Image-grounded pointing data:
::::::::

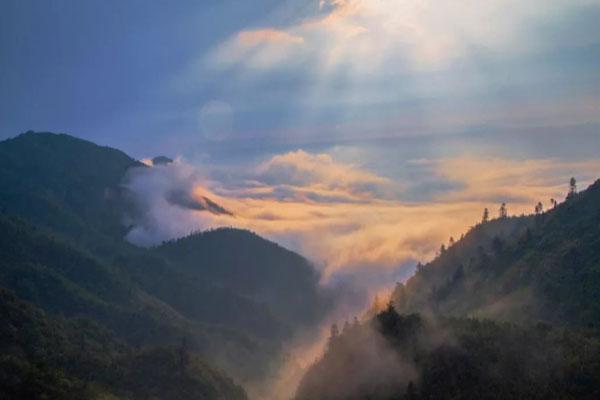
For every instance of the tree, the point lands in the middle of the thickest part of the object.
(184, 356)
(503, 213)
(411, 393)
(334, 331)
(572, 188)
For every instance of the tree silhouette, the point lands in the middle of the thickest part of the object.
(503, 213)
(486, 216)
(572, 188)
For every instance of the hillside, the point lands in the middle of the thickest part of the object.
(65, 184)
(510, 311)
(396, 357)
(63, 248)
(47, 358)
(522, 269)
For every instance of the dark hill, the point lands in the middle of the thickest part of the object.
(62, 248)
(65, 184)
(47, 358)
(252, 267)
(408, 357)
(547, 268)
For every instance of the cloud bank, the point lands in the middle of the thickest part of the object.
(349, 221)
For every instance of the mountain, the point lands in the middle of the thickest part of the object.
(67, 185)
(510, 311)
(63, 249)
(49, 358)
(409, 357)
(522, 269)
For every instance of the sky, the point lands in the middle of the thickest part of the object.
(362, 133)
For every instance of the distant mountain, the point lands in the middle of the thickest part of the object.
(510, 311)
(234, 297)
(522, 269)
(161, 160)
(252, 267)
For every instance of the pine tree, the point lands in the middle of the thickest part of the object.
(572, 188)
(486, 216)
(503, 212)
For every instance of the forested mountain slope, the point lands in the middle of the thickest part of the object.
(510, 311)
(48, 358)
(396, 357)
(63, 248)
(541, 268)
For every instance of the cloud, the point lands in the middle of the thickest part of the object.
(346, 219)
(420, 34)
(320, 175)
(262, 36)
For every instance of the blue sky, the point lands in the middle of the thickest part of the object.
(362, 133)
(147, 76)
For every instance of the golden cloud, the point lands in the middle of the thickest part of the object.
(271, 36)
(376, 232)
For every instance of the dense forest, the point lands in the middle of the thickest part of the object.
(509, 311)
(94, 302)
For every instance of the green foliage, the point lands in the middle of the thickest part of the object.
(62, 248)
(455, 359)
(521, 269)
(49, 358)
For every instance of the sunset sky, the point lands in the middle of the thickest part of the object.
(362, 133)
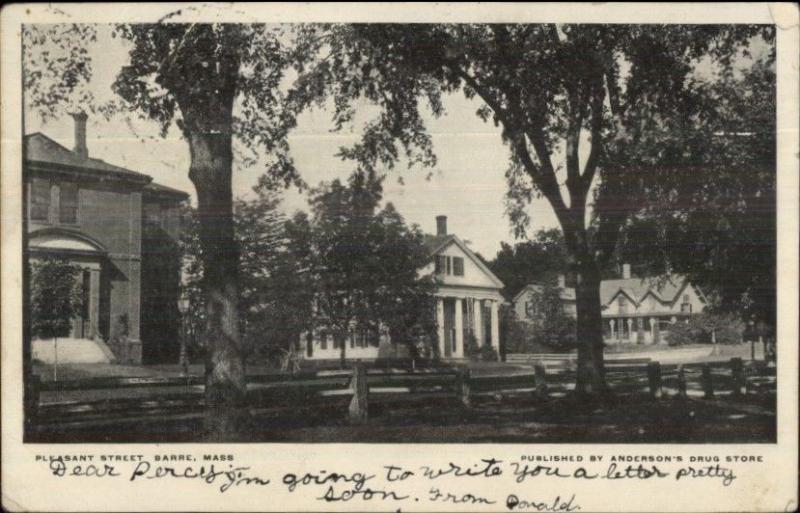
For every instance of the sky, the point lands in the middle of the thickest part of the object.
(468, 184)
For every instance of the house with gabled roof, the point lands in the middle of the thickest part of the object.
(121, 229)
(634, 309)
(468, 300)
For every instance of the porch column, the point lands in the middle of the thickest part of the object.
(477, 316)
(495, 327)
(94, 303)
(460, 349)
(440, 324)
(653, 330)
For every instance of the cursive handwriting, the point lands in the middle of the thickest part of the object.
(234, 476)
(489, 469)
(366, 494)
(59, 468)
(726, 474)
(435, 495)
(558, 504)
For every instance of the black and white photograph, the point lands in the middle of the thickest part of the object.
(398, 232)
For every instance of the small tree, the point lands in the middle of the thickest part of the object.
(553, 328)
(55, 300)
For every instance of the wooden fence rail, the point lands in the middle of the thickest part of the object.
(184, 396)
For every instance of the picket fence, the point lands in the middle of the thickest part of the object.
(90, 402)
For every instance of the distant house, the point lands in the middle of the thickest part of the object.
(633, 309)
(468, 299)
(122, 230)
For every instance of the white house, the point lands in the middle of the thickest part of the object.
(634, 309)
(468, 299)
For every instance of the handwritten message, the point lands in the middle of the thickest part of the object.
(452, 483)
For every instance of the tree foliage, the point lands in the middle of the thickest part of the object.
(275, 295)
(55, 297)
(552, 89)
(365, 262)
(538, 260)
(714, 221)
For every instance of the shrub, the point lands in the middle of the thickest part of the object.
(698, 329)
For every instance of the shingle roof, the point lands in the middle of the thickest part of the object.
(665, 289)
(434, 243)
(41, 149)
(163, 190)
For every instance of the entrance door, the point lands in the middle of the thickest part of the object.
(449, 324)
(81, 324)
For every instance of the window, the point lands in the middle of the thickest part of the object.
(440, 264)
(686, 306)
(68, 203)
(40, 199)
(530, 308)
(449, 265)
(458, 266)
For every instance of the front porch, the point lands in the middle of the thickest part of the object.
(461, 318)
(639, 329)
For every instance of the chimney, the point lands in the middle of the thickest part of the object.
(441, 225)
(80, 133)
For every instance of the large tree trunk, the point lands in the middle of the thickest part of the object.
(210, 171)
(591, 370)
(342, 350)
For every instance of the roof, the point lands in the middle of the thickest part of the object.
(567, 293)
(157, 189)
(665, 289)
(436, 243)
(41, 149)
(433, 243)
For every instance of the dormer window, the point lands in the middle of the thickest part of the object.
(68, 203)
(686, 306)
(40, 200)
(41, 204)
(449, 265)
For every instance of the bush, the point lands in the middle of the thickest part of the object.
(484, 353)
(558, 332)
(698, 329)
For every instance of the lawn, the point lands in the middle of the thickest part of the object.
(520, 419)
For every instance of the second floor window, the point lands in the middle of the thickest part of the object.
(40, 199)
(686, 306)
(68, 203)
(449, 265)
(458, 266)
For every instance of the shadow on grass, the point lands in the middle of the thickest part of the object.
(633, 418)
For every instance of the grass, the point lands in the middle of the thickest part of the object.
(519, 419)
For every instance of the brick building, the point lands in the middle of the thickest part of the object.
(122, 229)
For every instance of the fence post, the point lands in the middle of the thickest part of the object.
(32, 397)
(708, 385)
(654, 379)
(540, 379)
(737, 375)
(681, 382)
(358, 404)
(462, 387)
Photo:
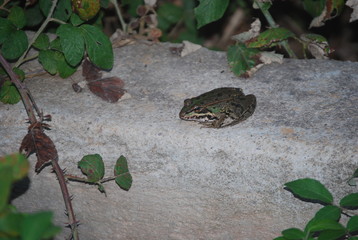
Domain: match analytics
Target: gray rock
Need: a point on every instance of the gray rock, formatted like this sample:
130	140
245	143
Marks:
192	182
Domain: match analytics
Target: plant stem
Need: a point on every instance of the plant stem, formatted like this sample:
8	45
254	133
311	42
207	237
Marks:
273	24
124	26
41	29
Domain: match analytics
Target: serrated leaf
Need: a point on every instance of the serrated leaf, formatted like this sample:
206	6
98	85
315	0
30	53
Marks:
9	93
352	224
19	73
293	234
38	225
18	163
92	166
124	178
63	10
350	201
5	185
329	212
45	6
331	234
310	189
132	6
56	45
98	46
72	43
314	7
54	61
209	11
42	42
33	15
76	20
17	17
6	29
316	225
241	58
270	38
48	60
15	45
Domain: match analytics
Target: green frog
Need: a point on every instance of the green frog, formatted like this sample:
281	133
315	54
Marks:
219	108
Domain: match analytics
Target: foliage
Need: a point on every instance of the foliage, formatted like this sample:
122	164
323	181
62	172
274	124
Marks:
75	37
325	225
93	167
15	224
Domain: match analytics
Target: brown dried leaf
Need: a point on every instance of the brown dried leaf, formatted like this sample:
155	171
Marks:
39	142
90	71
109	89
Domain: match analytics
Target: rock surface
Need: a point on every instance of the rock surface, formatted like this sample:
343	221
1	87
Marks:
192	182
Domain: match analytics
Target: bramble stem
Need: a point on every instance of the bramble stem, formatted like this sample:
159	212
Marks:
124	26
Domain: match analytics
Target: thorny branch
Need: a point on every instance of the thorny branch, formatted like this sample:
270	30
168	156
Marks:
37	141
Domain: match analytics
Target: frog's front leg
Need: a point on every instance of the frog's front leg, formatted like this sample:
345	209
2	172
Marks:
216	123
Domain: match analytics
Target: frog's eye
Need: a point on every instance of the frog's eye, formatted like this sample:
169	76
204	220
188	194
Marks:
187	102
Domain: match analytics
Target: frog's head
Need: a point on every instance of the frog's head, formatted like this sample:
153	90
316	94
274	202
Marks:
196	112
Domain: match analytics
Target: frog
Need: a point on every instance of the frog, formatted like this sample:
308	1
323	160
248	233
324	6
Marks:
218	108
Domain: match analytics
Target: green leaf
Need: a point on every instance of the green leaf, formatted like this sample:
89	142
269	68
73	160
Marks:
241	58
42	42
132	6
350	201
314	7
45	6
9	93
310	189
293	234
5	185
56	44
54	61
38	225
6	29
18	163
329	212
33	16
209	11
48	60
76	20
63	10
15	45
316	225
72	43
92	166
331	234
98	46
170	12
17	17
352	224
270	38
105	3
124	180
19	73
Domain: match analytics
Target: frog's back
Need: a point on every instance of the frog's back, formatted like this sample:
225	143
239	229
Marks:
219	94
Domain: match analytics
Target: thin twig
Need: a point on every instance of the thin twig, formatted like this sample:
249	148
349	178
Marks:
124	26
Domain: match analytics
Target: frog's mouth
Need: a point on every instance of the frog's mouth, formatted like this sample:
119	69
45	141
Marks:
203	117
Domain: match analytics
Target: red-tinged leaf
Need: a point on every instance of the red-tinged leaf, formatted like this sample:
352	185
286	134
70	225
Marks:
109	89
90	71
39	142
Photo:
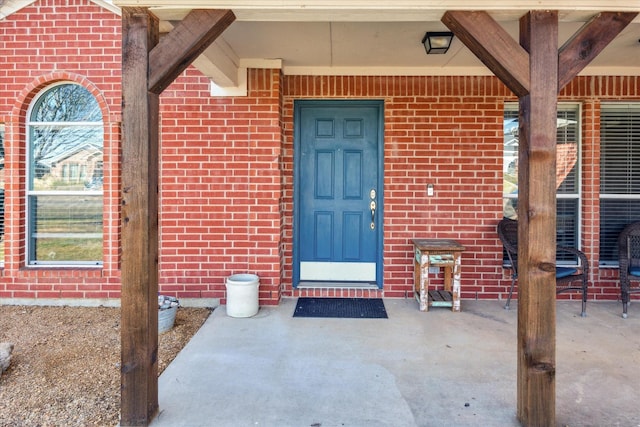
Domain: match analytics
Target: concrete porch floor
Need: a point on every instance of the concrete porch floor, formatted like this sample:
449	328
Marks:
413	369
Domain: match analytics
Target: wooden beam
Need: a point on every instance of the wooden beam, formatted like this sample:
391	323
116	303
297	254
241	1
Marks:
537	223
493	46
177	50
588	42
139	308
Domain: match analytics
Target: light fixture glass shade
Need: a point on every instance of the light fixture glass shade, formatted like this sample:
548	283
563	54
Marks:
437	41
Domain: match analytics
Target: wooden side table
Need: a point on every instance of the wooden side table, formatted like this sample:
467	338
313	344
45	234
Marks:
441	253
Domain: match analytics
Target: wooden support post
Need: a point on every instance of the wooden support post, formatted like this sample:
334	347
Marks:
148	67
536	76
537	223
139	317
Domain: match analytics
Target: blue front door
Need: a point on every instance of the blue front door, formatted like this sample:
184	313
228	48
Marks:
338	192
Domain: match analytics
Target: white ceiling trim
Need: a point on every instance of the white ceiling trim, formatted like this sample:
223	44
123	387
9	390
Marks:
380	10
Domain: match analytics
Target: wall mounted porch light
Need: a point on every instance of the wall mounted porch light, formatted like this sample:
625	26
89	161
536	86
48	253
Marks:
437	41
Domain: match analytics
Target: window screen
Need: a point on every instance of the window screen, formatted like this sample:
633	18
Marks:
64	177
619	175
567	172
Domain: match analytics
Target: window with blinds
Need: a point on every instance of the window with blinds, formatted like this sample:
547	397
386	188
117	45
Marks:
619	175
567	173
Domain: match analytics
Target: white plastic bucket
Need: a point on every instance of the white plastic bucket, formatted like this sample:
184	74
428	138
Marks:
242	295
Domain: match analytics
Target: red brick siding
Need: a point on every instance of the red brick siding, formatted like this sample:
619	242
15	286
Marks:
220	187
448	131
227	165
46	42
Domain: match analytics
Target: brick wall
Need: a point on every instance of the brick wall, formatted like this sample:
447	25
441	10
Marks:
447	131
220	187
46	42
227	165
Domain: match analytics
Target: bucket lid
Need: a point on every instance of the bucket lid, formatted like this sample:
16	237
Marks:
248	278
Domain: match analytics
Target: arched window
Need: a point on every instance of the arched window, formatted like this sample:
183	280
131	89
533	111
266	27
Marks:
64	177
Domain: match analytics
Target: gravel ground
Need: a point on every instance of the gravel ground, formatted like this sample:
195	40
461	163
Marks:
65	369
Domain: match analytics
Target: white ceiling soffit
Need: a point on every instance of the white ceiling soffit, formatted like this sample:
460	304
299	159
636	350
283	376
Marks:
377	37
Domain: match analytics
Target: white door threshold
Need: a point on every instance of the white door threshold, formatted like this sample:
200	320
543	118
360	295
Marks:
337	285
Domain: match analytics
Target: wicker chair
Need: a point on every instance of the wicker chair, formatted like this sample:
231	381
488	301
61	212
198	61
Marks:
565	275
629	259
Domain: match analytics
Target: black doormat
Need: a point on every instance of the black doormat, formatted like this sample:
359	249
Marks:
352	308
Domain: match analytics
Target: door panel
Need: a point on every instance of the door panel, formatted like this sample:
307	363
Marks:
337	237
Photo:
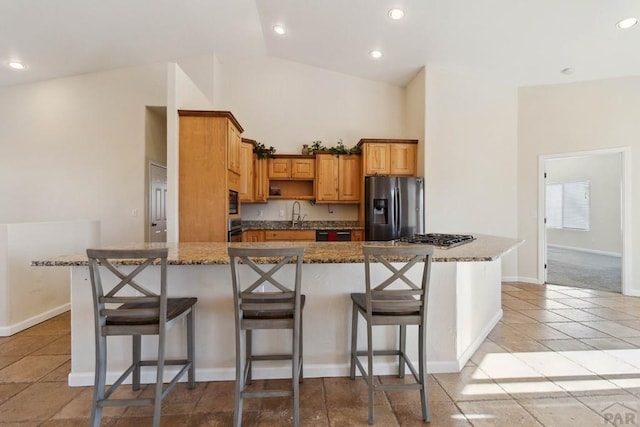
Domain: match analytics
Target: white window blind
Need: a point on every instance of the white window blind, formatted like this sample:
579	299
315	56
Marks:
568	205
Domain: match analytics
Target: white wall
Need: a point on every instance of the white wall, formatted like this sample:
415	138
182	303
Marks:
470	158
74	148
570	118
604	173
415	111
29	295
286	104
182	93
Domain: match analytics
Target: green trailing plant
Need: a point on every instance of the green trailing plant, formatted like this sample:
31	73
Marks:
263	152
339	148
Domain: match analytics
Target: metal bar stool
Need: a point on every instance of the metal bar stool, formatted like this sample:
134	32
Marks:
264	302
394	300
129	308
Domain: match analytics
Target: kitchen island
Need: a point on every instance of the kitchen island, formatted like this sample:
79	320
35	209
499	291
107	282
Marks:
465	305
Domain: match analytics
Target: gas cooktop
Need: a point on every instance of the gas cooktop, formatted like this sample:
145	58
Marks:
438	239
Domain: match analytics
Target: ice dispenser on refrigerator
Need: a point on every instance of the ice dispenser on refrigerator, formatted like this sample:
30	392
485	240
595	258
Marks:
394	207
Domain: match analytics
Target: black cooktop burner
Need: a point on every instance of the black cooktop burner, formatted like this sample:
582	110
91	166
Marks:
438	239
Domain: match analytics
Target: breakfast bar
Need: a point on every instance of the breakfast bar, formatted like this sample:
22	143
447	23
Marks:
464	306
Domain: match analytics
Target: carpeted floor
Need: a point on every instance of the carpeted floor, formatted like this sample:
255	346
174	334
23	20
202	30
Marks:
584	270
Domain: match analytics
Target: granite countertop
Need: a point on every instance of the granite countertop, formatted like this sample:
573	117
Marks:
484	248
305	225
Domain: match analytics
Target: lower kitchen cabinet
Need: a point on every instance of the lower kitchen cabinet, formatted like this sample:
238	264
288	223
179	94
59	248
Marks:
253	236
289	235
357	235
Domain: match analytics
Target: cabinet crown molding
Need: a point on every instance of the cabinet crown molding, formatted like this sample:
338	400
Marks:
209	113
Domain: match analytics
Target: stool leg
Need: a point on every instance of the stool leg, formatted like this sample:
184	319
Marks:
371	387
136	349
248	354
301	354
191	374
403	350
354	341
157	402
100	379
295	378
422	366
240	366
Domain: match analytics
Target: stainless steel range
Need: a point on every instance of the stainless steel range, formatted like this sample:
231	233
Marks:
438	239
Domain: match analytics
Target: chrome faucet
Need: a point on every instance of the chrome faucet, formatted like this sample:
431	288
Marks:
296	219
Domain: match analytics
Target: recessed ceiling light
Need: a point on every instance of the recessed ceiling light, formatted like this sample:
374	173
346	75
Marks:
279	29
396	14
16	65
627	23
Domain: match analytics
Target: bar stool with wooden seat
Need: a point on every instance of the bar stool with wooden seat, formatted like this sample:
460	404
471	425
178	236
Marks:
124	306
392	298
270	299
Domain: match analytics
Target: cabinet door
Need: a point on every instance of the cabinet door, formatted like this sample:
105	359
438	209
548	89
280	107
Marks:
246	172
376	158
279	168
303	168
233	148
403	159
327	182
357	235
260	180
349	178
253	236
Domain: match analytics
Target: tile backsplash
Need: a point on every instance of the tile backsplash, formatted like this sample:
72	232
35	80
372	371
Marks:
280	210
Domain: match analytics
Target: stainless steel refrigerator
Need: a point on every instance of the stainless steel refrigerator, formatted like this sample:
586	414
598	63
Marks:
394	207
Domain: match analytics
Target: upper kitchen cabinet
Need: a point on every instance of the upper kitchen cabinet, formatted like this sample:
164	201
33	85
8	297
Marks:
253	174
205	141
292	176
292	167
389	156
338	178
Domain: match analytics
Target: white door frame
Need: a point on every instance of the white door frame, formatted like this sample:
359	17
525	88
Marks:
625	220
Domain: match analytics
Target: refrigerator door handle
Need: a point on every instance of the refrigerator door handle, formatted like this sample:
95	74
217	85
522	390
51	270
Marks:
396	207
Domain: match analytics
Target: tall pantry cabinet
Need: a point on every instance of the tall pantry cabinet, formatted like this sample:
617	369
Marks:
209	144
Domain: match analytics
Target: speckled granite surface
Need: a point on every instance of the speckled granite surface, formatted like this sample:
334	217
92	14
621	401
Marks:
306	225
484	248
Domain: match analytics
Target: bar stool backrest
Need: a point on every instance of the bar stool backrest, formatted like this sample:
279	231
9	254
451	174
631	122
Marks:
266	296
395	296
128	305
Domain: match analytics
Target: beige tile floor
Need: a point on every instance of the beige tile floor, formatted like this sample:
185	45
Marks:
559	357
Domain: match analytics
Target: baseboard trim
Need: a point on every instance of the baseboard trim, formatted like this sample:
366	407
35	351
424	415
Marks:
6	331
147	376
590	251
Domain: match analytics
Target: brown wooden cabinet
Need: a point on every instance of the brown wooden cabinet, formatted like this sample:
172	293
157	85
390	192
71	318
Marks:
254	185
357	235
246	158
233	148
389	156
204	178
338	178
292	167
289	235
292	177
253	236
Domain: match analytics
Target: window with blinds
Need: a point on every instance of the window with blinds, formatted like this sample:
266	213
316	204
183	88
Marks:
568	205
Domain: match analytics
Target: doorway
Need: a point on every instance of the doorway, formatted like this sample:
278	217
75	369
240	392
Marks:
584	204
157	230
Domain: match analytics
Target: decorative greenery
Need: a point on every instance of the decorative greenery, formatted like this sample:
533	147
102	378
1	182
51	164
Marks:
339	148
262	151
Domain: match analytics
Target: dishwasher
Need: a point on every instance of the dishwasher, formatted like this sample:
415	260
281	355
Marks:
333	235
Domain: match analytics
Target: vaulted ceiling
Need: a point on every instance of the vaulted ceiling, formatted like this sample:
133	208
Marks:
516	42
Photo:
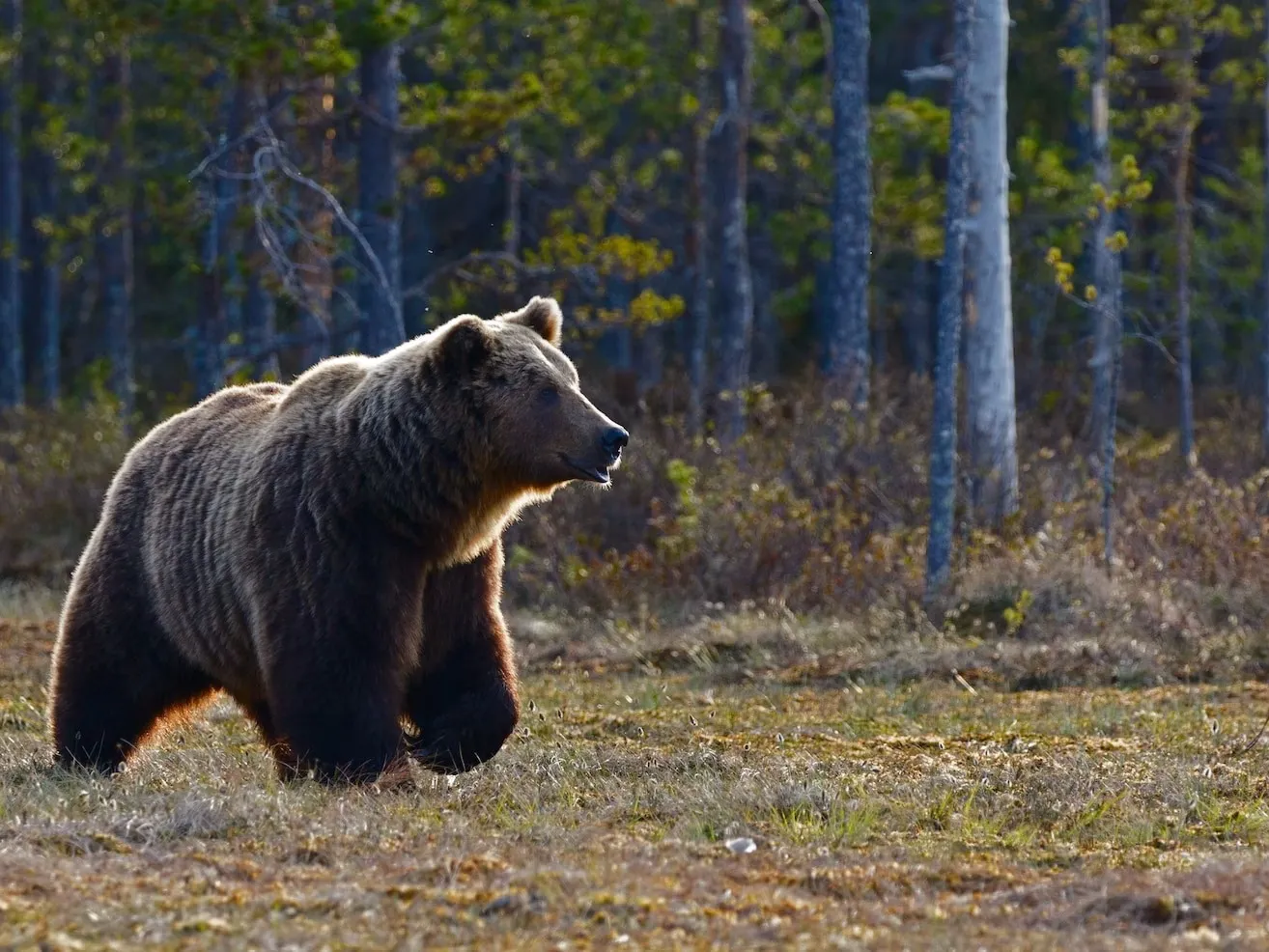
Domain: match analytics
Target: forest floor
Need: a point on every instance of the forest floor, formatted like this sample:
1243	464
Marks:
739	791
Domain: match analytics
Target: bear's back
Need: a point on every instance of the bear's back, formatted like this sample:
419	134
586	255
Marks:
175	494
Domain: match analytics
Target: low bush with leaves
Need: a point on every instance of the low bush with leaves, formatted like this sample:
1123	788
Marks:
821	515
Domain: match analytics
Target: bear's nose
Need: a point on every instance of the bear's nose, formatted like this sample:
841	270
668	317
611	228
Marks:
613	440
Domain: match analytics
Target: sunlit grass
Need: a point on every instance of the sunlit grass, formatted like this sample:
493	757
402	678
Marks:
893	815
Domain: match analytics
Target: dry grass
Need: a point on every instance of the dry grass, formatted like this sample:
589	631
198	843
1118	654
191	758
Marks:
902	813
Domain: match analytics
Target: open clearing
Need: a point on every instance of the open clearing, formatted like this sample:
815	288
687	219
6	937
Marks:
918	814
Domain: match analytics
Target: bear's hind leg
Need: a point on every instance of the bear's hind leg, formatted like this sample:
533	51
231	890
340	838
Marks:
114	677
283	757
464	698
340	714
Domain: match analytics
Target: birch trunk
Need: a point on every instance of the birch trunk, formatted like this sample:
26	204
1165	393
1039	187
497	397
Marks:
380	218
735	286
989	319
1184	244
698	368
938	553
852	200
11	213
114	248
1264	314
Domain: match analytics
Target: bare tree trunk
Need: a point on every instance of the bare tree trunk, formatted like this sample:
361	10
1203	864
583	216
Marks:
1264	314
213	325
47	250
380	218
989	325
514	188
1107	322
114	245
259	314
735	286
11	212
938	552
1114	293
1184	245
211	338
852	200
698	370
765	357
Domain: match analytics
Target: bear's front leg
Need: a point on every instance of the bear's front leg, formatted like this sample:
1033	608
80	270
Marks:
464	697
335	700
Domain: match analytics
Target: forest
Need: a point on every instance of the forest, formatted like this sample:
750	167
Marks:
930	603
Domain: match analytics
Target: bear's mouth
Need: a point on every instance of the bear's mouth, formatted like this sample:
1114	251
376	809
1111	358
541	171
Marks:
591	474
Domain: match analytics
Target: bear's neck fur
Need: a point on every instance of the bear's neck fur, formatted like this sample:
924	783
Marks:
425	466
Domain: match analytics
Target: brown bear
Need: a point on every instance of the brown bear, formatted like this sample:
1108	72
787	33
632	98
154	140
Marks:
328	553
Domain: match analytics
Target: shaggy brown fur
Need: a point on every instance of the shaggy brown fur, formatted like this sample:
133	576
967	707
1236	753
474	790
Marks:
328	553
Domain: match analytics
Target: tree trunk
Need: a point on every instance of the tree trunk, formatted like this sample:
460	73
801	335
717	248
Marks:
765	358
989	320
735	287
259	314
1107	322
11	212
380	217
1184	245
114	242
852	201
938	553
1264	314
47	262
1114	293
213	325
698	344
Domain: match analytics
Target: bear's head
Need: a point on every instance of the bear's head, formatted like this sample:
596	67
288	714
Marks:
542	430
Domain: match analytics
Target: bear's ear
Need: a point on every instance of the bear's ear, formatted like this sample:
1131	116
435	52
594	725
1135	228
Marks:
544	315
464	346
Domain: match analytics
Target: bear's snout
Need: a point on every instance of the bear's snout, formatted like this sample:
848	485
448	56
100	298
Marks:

::::::::

Task statement: The answer must be every line from the entries above that holds the string "birch".

Exercise result:
Target: birch trunk
Need: a point on every instance of the birch trunk, formatted like this sample:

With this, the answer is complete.